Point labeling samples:
____

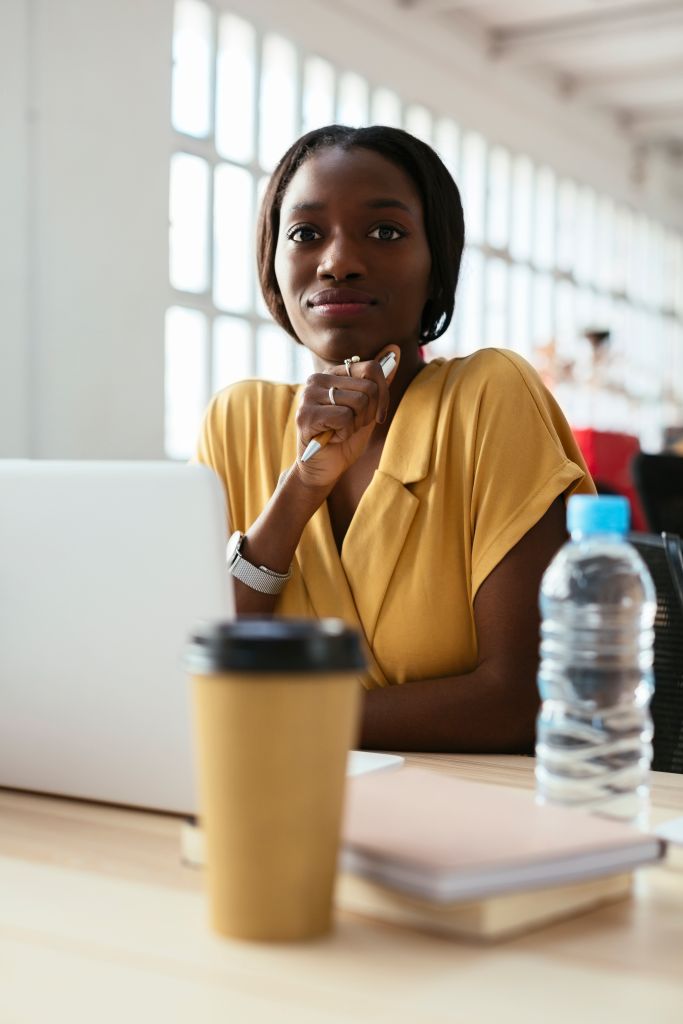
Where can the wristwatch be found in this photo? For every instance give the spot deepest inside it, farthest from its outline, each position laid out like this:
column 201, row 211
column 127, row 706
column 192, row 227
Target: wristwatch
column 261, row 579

____

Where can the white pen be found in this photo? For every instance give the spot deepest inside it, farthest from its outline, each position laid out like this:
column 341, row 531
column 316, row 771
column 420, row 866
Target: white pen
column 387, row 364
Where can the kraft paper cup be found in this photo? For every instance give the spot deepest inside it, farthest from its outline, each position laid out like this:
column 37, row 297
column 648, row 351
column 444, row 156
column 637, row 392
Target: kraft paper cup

____

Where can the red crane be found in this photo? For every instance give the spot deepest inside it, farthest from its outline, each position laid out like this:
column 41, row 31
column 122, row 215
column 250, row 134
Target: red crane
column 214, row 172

____

Work instructions: Rewrite the material from the line containing "Where can the wristwatch" through the line containing "column 261, row 579", inclusive, as a numbered list, dropping any blank lines. Include only those lines.

Solution to this problem:
1. Where can the wristwatch be found in this photo? For every instance give the spot deepest inside it, farthest from its outline, each position laid out like this:
2. column 201, row 211
3. column 127, row 706
4. column 192, row 227
5. Target: wristwatch
6. column 261, row 579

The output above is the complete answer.